BEGIN TASK DATA

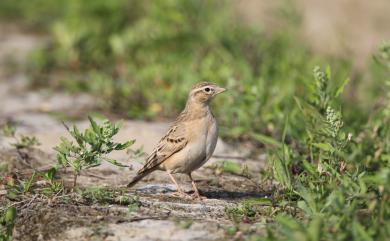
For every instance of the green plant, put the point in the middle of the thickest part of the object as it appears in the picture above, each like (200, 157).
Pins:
(338, 194)
(7, 223)
(54, 186)
(91, 147)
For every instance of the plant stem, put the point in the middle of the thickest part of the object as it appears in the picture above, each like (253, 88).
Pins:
(75, 179)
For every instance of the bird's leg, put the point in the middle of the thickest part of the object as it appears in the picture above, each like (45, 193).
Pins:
(179, 190)
(196, 191)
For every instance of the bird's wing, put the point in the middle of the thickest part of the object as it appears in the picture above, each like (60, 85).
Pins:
(174, 141)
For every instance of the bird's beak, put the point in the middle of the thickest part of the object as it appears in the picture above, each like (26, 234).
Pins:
(219, 90)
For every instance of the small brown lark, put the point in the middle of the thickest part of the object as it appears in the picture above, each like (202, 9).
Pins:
(191, 140)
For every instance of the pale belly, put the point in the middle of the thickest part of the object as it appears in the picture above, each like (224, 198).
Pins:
(195, 153)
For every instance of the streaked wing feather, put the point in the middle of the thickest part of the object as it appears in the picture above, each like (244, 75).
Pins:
(171, 143)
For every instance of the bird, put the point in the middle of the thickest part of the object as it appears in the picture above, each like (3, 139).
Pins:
(190, 141)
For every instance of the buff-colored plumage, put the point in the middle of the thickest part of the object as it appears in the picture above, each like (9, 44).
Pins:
(191, 140)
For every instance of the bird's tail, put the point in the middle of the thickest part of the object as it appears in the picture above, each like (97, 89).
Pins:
(139, 176)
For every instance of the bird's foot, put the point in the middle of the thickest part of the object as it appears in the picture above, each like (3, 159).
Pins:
(180, 194)
(197, 196)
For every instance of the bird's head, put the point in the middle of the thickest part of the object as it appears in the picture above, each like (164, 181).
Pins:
(204, 92)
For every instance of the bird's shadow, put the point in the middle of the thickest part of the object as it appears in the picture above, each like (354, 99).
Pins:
(210, 194)
(231, 195)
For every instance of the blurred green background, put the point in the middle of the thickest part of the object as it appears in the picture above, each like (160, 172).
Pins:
(141, 57)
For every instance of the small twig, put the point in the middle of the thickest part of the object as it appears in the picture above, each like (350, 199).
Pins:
(230, 157)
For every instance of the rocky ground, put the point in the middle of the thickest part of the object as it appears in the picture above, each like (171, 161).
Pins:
(157, 215)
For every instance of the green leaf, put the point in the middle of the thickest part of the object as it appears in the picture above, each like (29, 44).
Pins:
(95, 126)
(266, 140)
(340, 89)
(114, 162)
(324, 146)
(123, 146)
(232, 167)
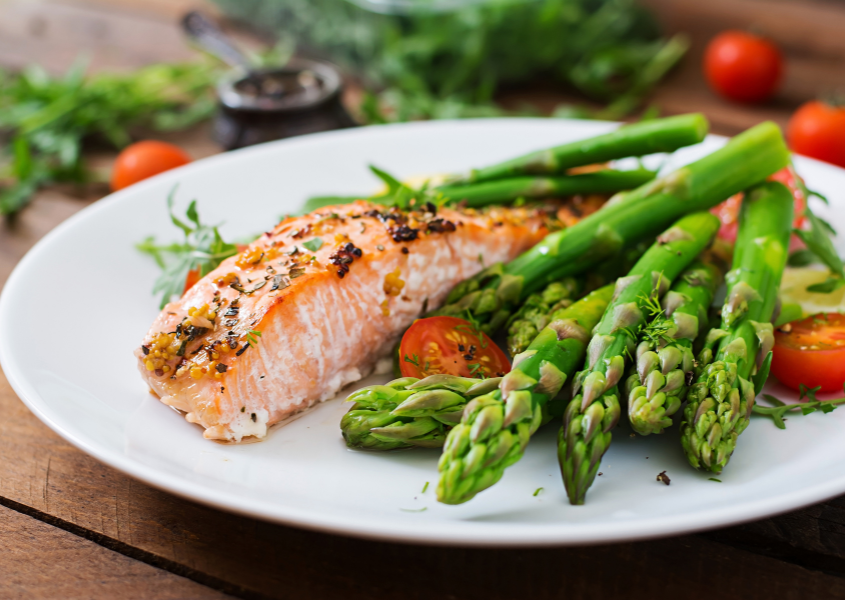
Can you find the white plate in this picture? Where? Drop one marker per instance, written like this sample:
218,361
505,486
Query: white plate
79,303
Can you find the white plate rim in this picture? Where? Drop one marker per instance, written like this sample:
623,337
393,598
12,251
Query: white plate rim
424,533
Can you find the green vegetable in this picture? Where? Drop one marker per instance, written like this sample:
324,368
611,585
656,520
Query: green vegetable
506,190
495,428
491,296
594,411
664,355
202,249
47,120
639,139
433,62
721,401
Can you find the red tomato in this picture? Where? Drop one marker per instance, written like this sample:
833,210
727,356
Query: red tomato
448,345
145,159
811,352
743,67
818,130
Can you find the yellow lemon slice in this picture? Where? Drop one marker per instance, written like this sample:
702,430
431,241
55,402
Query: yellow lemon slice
793,289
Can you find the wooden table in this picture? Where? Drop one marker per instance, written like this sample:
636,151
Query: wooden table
73,528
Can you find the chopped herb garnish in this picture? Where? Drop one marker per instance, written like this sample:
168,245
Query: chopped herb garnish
313,245
279,283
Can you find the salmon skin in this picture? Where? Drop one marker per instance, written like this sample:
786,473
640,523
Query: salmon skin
315,304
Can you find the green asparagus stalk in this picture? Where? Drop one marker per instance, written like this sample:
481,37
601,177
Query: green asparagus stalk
492,295
406,413
639,139
664,356
539,310
495,428
409,412
594,410
721,400
506,190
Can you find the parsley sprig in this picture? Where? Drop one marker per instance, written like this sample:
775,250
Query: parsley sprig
779,409
202,249
48,120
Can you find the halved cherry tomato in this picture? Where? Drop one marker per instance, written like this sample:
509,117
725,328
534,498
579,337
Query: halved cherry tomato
448,345
145,159
811,352
743,67
817,129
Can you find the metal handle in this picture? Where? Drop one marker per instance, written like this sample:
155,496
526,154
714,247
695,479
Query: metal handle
207,34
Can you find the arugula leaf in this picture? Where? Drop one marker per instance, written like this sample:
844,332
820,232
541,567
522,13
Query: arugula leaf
203,248
49,119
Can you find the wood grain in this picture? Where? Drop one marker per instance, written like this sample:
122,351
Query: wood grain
39,561
72,496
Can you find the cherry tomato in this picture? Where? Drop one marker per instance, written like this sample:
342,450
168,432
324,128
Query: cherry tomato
811,352
743,67
818,130
448,345
145,159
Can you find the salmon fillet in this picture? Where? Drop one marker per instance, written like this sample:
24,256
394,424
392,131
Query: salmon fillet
313,305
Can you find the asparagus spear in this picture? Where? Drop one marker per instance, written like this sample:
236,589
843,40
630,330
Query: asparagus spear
594,411
506,190
539,310
664,356
639,139
495,427
409,412
745,160
721,400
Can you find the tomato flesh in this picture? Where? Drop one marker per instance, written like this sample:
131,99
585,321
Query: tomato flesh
811,352
451,346
818,130
145,159
743,67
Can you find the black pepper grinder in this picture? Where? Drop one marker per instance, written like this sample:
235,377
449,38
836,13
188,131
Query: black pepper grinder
269,104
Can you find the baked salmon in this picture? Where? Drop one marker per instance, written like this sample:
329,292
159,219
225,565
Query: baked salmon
313,305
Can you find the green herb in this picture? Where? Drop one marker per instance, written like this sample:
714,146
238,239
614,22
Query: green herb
819,245
434,63
46,120
251,338
779,409
476,371
202,249
313,245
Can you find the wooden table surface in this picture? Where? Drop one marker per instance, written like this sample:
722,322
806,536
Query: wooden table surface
71,527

END TASK DATA

* [PROBLEM REQUIREMENTS] Repeat the entries faithfully. Any picture gets left out.

* [OUTPUT OF THE TASK]
For every instance of the green plant, put the point in the middle of the thickest part of the object as it appears in the picture above, each like (200, 157).
Pins:
(338, 194)
(7, 223)
(54, 186)
(91, 147)
For every instance of the plant stem, put the point in the middle of the thickest part of the object as it appears in the picture above, each like (253, 88).
Pins:
(75, 179)
For every instance of the bird's leg, put the point in the middle of the thickest part of the object as it appears in the picture above, each like (45, 193).
Pins:
(179, 190)
(196, 191)
For every instance of the bird's wing, put the point in the middle of the thickest part of the object as it appears in the picture above, each like (60, 85).
Pins:
(174, 141)
For every instance of the bird's beak, put the point in the middle of the thickest part of the object as it appears in the picture above, each like (26, 234).
Pins:
(219, 90)
For every instance of the small brown lark, put the point in the middle of the thickest part of the object as it appears in the picture above, each like (202, 9).
Pins:
(191, 140)
For every instance of the pale belly, put the point in the middle of the thickest part of the object as it appears in the picture above, each like (224, 198).
Pins:
(195, 153)
For every instance of the streaked wing feather, put the point in the middle of the thickest part of the object as it appears in the picture above, each like (244, 75).
Pins:
(171, 143)
For every instance of the bird, put the point in the middle of the thickest part of the object as it appears in the picture above, each like (3, 139).
Pins:
(190, 141)
For every instance of the buff-colored plumage, put the point in the middle of the thickest part of the object as it appears in the picture above, each like (9, 44).
Pins:
(191, 140)
For every instance of the bird's tail, put the point in the middle of the thickest part of the object as it appears in the picture above, each like (97, 89).
Pins:
(139, 176)
For every instance of the bird's foot, put the point in the middle of the thickest part of the object as it appears in the picture above, each like (3, 159).
Pins:
(180, 194)
(197, 196)
For every instance of the bird's head, put the point in the middle of the thickest part of the object as it appears in the picture above, each like (164, 181).
Pins:
(204, 92)
For every instance of the bird's shadow, put the point in the middle of the thickest part of the object as it appears in the picture above, each like (354, 99).
Pins:
(210, 194)
(231, 195)
For every instance of the blurred green background, put the point in the middle of the thickest part of the object as it appears in the picture above, each like (160, 172).
Pins:
(141, 57)
For every instance of the small twig, put the point in the middle of the thickest part of the object as it appears in the picture above, each like (350, 199).
Pins:
(230, 157)
For every instance of the rocky ground, put the point in the middle of the thickest part of the object as it appears in the picture above, each like (171, 161).
Pins:
(157, 215)
For every instance of the green leaf, put the point in the middle of the thickest part of the object as it appears in the picture above, each like (29, 44).
Pins:
(95, 126)
(266, 140)
(340, 89)
(114, 162)
(324, 146)
(123, 146)
(232, 167)
Can you find the white plate in this picture? Where? Drop one marker per instance, written like this sample:
218,361
505,486
Query: white plate
79,303
Can you find the white plate rim in this picture? Where? Drop one marker per instance, written like this sample:
623,337
393,598
12,251
Query: white plate rim
424,533
Can you find the green vegetable in this picture? Where? Drop one marker per instance, written like this sample:
324,368
611,585
656,520
Query: green vegetable
506,190
495,428
491,296
594,411
664,355
202,249
47,120
639,139
433,62
721,401
Can you find the red tomato in this picture? Where? Drop one marker per instance, written like this sample:
833,210
727,356
Query: red tomato
448,345
145,159
811,352
743,67
818,130
Can you find the yellow lemon slice in this picture? Where? Drop one marker per instance, written like this sample:
702,430
431,241
55,402
Query: yellow lemon slice
793,289
Can you find the wooden table in this picture? Where? Drop one marker per instance, written like this sample:
636,151
Query: wooden table
73,528
Can you find the chopped herb garnish in this picture? Where? Drop one marker per instance, written like this sample:
168,245
Query: chopped herb garnish
313,245
279,283
Can you find the salmon skin in this picture? Where? Drop one marker per instance, written like this sample:
786,473
640,523
Query: salmon skin
315,304
Can you find the green asparagus stalk in this picture? Where? Drop one marker per instance, written like this sample:
481,37
601,177
Query: green asparagus stalk
492,295
406,413
639,139
664,356
539,310
495,428
409,412
594,410
721,400
506,190
Can you find the parsley sprig in this picture? Where? Drop one marker per instance, written like this sample:
775,250
Query: parsley sprig
779,409
202,249
48,120
Can you find the halved cherry tomato in this picture? Where? Drop one marker per instance, written like this sample:
509,117
725,328
534,498
579,337
Query: halved cherry tomato
448,345
145,159
811,352
743,67
817,129
Can you find the metal handle in this picture? Where? Drop one marker per instance, written like this sample:
155,496
526,154
714,247
695,479
Query: metal handle
207,34
Can you find the arugula leaf in this picture? Where? Drop one marker per instance, written like this sample:
844,332
820,232
541,567
522,13
Query: arugula leaf
203,248
49,119
Can you find the wood grain in this picture? Where? Drop one marker per instance, written like this sample:
122,351
Query: wood grain
39,561
72,496
Can you find the cherry tomato in this picture? Where? Drop one marker per instance, written like this sample:
342,450
168,432
324,128
Query: cherry tomato
811,352
743,67
818,130
448,345
145,159
Can you find the salmon fillet in this picture? Where? Drop one marker per instance, written like this sample:
24,256
394,424
392,131
Query: salmon fillet
313,305
Can you find the asparagus spear in this picture? Where? Drop one marker per instance, written like this sample:
236,589
843,40
630,330
Query: asparagus spear
594,411
506,190
539,310
664,356
639,139
495,427
409,412
745,160
721,400
Can you find the tomato flesh in this picture? Where? Drop one marker per instance, written like this sample:
131,99
585,321
Query: tomato flesh
811,352
451,346
818,130
145,159
743,67
Can you find the black pepper grinder in this picture? Where? Drop one marker per instance, written like this sample:
235,377
449,38
836,13
188,131
Query: black pepper grinder
269,104
Can you find the baked salmon in this picture? Where? Drop one marker per instance, written like this sample:
329,292
159,219
225,565
Query: baked salmon
313,305
Can you find the green herb in this picture? Where? Drop one marker per instance, written like this sample:
714,146
238,239
614,22
Query: green herb
819,245
434,63
46,120
251,338
779,409
476,371
202,249
313,245
Can you find the wooden table surface in this picture? Where? Drop one marker per instance, written like this sample:
722,322
806,536
Query: wooden table surface
71,527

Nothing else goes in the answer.